Nel testo sulla storia militare, la frase che inizia con «Infatti anche se si è soliti» nomina diverse storie. Le elenchi tutte.

_Testo fornito_

=======

DIBATTITI
Si riporta il paragrafo relativo
al concetto di Storia Militare cosi come inteso nella sinossi
per il Master di 1° Livello al punto in cui si espone
la Teoria e la Tecnica procedurale
del Metodo Storico
La storia militare è una storia
speciale perché suo oggetto sono eventi militari del passato che essa tende a
ricostruire nel loro svolgimento e a narrare esprimendo un giudizio.
Essa è innescata primariamente
dagli specifici bisogni di una particolare categoria - i militari – al pari di altre categorie –
diplomatici, economisti, scienziati,
ecc.- ed attuata mediante la selezione dei fatti e l’utilizzazione di
specifiche competenze.
L’enucleazione degli eventi
militari dal contesto dello sviluppo storico appare in contraddizione con la
già asserita sostanziale unitarietà della storia. Infatti anche se si è soliti
parlare di storia civile, storia economica, storia diplomatica, storia delle scienze, storia militare, nella realtà
la storia è una e il suddividerla in classi costituisce soltanto un artifizio
pratico ed una esigenza della mente.
Dato per acquisito che esiste
una sola storia, si evidenzia che non sarà mai possibile interpretare
rettamente le vicende militari di una data epoca senza riferirsi alle
condizioni spirituali e materiali della
società contemporanea così come per
converso non si potrà mai comprendere l’evoluzione di quest’ultima qualora non
si tenga contro dell’influsso esercitato sulla vita dagli avvenimenti militari.
Per evitare visioni falsate,
conclusioni deformate, occorre porre il particolare in relazione con il
generale; i fatti militari non vanno considerati in sé, ma sono da porsi in
relazione con la vita politica, economica, sociale, culturale di una Nazione e
dell’epoca in cui si verificarono.
E’ il concetto di relazione, che
distingue ma non separa, a consentirci di superare l’intrinseca contraddizione
esistente fra storia militare e storia senza specificazioni.[1]
Il concetto fu chiaramente
espresso dal Marselli, già titolare della Cattedra di Storia Militare della
Scuola di Guerra dell’Esercito tra il 1880 e il 1890, il quale affermò che
nell’indagine sui fatti militari del passato, che naturalmente devono essere di
una certa consistenza, occorre aggiungere un di più. “questo di più consiste nel porre la storia militare in relazione alla
generale, la milizia alla civiltà….”[2]
Da ciò si può affermare il carattere non primario ma complementare che nella
storiografia militare deve avere l’esposizione degli aspetti non militari della
questione esaminata. In caso diverso si avrebbe la distorsione della sua
fisionomia e l’annullamento della sua autonomia.[3]
Si arriva quindi a dimostrare che la storia
militare non può porre a propria materia soltanto gli eventi bellici. Infatti
acquisito il concetto di svolgimento; dalla conquistata verità che la guerra è
la continuazione della politica, pur se con altri mezzi, anche con tutte le
riserve che possiamo avanzare su questo punto; dalla constatazione che la
politica militare seguita e la preparazione in ogni campo cui un Paese è
assoggettato in tempo cosiddetto di pace sono determinanti per la condotta di
una guerra classica, è evidente che la storia militare non può, come detto,
porre a propria materia soltanto gli eventi bellici, come comunemente si crede
o si vuol credere. Deve propria attenzione anche a quei fatti e a quei
problemi, meno drammatici ma ugualmente importanti che in tempo di pace
interessato e comunque coinvolgono la sfera militare. La storia militare viene
ad assumere la fisionomia di indagine dei vari aspetti di una società in una
determinata epoca, condotti da un punto di vista militare e tutti confluenti in
una prospettiva militare. Essa è solo un modo per scrivere la storia.

=======

_Dati registrati_

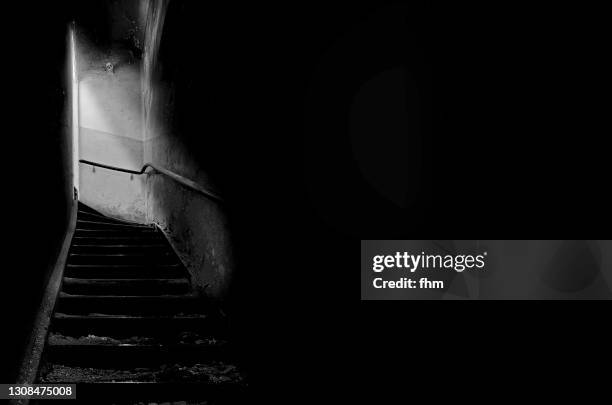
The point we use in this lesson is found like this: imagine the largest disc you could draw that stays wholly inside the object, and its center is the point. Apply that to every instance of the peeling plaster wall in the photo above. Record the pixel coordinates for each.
(110, 120)
(196, 227)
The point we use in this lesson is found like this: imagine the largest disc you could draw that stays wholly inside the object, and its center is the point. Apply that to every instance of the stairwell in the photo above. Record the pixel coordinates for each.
(127, 326)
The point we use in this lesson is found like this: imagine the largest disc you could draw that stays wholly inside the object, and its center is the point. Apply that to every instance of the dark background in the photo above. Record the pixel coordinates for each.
(510, 131)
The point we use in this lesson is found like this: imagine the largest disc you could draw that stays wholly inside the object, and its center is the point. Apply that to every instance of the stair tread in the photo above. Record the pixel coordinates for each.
(104, 245)
(121, 266)
(161, 297)
(125, 280)
(58, 315)
(84, 221)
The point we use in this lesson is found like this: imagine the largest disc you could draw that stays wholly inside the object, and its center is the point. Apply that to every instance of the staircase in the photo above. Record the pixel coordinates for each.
(127, 313)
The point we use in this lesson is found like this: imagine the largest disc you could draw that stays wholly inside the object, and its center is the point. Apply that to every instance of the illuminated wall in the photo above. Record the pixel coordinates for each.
(110, 125)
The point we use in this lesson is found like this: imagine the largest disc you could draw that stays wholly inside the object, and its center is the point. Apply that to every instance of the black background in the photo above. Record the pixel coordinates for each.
(513, 132)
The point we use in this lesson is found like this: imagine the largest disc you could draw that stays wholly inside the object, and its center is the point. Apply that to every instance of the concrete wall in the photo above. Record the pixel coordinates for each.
(38, 192)
(110, 125)
(196, 226)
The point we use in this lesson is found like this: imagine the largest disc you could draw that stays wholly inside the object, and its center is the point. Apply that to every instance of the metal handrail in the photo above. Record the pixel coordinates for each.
(176, 177)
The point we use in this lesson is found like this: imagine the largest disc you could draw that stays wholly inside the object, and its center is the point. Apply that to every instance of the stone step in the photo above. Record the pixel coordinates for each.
(151, 286)
(124, 271)
(164, 257)
(126, 326)
(131, 304)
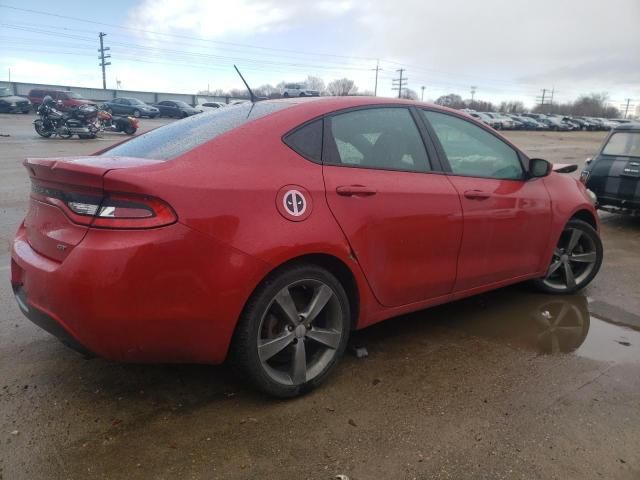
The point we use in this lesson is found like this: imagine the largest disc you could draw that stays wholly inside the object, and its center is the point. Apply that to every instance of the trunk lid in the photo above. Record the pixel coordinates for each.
(51, 228)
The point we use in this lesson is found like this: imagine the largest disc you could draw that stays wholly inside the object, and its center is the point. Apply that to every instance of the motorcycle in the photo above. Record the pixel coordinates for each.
(81, 121)
(110, 123)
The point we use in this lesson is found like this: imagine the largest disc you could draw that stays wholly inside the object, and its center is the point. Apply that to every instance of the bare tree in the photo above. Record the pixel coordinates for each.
(342, 87)
(315, 83)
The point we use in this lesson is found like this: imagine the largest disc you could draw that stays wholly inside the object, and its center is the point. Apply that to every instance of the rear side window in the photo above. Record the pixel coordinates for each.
(623, 144)
(472, 151)
(179, 137)
(376, 138)
(307, 141)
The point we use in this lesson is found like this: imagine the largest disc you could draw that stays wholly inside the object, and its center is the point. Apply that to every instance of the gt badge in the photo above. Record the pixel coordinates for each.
(294, 203)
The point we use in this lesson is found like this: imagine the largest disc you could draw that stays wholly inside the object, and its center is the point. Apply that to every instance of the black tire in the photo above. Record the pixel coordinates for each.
(263, 315)
(588, 243)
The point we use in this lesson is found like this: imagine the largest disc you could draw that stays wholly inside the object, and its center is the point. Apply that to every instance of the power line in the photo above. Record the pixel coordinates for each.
(102, 59)
(399, 83)
(627, 106)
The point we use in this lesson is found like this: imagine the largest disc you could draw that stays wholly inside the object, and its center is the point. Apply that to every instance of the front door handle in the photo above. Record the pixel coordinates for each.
(476, 195)
(355, 191)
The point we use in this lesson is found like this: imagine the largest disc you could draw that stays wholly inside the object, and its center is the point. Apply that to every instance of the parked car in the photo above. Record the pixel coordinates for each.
(528, 123)
(175, 108)
(298, 90)
(211, 105)
(10, 103)
(579, 123)
(241, 233)
(614, 173)
(130, 106)
(556, 124)
(65, 99)
(504, 123)
(486, 119)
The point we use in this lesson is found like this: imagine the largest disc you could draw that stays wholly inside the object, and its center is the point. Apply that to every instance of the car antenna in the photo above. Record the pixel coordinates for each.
(254, 97)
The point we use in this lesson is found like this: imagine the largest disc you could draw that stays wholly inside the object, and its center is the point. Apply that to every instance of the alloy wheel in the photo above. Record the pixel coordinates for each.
(573, 261)
(300, 332)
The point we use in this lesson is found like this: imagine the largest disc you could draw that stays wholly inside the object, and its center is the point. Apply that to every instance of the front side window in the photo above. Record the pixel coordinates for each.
(623, 144)
(472, 151)
(378, 138)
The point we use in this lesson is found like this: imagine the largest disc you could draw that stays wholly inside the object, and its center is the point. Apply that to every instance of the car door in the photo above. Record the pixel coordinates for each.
(507, 217)
(402, 220)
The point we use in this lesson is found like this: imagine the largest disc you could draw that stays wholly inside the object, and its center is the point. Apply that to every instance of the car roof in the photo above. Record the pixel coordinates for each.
(316, 106)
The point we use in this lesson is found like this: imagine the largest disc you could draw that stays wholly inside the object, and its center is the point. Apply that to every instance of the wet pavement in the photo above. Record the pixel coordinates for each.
(509, 384)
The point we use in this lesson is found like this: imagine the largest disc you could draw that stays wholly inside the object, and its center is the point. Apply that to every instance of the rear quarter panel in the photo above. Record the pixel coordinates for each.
(568, 197)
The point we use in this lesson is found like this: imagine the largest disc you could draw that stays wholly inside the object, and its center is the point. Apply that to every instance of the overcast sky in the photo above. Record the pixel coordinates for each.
(508, 49)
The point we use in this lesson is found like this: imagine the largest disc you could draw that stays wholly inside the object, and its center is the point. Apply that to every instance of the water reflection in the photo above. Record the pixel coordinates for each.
(545, 323)
(549, 324)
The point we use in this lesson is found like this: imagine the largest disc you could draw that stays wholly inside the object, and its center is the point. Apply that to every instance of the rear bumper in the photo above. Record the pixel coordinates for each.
(47, 322)
(162, 295)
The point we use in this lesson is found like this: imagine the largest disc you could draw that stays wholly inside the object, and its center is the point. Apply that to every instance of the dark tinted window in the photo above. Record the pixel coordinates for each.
(179, 137)
(380, 138)
(472, 150)
(307, 141)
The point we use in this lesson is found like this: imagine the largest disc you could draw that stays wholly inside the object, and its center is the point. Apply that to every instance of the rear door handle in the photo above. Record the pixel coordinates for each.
(476, 195)
(355, 191)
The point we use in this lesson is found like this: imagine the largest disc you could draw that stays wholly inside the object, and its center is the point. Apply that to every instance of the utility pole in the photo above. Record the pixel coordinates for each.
(377, 69)
(627, 106)
(399, 83)
(102, 59)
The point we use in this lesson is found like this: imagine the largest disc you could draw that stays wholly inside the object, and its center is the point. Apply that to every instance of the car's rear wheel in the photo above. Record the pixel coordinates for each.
(293, 331)
(575, 260)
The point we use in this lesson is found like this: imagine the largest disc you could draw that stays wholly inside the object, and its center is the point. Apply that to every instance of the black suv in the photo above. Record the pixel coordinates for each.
(131, 106)
(10, 103)
(614, 174)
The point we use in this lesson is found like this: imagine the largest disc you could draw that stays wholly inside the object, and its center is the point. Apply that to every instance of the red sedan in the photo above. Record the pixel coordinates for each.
(267, 232)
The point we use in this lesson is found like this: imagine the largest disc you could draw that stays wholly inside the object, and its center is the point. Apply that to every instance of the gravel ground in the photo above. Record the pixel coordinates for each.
(474, 389)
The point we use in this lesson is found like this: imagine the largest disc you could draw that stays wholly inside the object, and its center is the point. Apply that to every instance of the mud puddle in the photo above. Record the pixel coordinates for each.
(548, 324)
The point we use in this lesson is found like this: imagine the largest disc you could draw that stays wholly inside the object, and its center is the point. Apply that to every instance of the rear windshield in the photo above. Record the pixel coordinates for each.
(183, 135)
(623, 144)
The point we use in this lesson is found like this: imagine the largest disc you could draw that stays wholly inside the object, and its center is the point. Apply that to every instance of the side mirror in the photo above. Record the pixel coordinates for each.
(539, 167)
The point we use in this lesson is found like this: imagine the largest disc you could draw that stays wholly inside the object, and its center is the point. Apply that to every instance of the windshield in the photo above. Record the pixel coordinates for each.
(177, 138)
(623, 144)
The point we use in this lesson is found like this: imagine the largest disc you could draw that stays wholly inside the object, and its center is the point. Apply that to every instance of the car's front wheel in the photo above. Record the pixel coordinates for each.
(293, 331)
(575, 260)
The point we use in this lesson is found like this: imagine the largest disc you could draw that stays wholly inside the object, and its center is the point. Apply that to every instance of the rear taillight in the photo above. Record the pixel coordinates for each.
(111, 210)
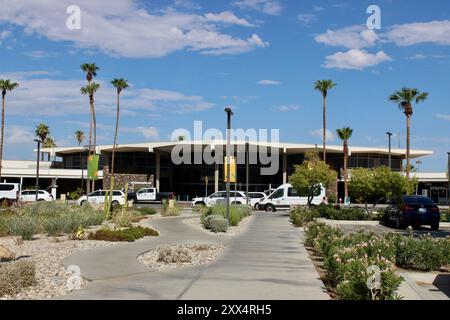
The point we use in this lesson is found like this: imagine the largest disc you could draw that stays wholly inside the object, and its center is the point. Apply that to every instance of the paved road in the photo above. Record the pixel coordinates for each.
(266, 261)
(443, 232)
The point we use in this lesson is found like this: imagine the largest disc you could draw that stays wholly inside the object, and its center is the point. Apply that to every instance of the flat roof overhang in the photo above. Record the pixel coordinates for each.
(288, 148)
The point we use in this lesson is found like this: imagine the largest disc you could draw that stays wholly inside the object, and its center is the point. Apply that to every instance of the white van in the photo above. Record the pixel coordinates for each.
(285, 196)
(9, 191)
(98, 197)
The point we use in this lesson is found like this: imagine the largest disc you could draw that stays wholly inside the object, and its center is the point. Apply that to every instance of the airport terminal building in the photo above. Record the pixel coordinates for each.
(152, 163)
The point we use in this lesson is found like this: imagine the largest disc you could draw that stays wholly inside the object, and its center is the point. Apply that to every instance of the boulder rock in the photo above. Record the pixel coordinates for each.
(6, 254)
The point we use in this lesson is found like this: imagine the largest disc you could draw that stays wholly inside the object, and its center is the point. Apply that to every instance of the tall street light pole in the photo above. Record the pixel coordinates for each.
(247, 170)
(229, 114)
(448, 173)
(390, 154)
(37, 167)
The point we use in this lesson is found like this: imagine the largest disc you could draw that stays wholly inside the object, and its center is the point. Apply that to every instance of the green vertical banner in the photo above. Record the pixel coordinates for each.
(93, 166)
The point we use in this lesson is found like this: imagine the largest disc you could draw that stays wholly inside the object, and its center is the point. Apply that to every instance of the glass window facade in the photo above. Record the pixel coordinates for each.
(188, 180)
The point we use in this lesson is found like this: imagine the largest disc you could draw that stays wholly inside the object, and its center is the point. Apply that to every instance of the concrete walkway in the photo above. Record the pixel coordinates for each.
(266, 261)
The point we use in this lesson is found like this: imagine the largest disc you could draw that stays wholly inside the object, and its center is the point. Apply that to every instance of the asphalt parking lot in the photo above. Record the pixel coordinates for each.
(444, 230)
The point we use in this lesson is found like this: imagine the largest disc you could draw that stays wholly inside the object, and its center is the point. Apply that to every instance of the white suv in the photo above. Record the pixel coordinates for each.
(255, 198)
(98, 197)
(30, 196)
(237, 197)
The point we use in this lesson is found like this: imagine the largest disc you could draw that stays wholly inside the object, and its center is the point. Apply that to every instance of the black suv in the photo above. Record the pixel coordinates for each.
(414, 211)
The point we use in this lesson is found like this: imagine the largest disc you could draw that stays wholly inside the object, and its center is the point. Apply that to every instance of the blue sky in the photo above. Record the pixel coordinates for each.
(186, 60)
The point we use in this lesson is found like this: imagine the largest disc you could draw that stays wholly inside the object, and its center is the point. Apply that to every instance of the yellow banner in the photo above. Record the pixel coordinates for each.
(233, 171)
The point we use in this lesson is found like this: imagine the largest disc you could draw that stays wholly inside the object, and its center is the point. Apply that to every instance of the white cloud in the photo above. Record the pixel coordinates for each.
(4, 34)
(227, 17)
(442, 116)
(353, 37)
(286, 108)
(18, 135)
(149, 132)
(123, 28)
(424, 32)
(246, 45)
(271, 7)
(319, 132)
(306, 18)
(355, 59)
(37, 54)
(268, 82)
(42, 95)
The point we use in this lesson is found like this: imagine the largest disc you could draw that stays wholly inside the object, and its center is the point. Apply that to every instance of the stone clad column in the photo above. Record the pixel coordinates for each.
(284, 167)
(158, 169)
(216, 177)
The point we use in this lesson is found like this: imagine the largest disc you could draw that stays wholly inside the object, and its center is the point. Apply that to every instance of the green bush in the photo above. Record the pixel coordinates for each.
(16, 276)
(166, 211)
(218, 224)
(146, 211)
(25, 226)
(207, 220)
(126, 235)
(423, 254)
(53, 218)
(301, 215)
(347, 258)
(336, 212)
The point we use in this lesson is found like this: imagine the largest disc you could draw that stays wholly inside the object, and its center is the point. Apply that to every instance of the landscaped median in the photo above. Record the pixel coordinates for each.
(213, 219)
(363, 265)
(35, 238)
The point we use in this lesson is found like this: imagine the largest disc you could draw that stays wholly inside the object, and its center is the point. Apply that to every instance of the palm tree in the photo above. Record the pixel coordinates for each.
(345, 134)
(404, 98)
(90, 90)
(119, 84)
(49, 142)
(91, 71)
(79, 136)
(42, 131)
(324, 86)
(5, 86)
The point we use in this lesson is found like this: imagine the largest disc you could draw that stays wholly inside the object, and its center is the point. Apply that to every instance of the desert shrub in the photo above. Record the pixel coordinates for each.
(301, 215)
(123, 219)
(53, 218)
(218, 224)
(336, 212)
(54, 226)
(207, 220)
(126, 235)
(146, 211)
(25, 226)
(423, 254)
(347, 258)
(16, 276)
(237, 213)
(166, 211)
(174, 255)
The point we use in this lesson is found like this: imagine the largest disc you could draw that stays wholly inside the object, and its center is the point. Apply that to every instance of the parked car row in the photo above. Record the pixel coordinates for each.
(281, 198)
(10, 192)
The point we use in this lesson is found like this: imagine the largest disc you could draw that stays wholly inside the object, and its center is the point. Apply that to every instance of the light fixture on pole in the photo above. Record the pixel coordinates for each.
(448, 176)
(229, 114)
(389, 143)
(37, 167)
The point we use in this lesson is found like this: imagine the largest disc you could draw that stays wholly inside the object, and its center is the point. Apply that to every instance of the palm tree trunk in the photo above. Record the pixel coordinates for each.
(324, 136)
(94, 123)
(111, 183)
(88, 183)
(345, 169)
(3, 134)
(408, 128)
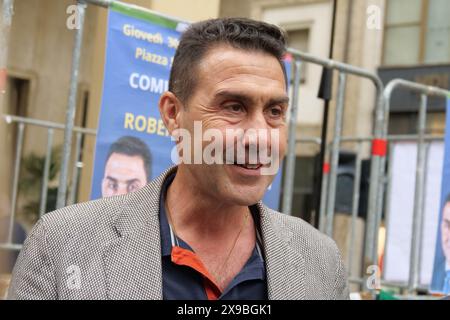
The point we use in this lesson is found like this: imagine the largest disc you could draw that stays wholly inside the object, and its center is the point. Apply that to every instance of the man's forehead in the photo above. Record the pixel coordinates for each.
(224, 62)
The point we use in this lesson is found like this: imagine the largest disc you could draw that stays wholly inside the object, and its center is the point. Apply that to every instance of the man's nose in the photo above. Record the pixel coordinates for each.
(256, 131)
(122, 189)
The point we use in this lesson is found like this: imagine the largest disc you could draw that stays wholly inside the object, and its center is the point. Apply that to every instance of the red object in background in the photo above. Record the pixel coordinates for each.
(326, 168)
(2, 79)
(379, 147)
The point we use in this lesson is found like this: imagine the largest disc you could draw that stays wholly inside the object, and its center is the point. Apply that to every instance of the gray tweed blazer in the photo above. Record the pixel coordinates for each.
(110, 249)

=======

_Risultato ottenuto_
storia civile, storia economica, storia diplomatica, storia delle scienze, storia militare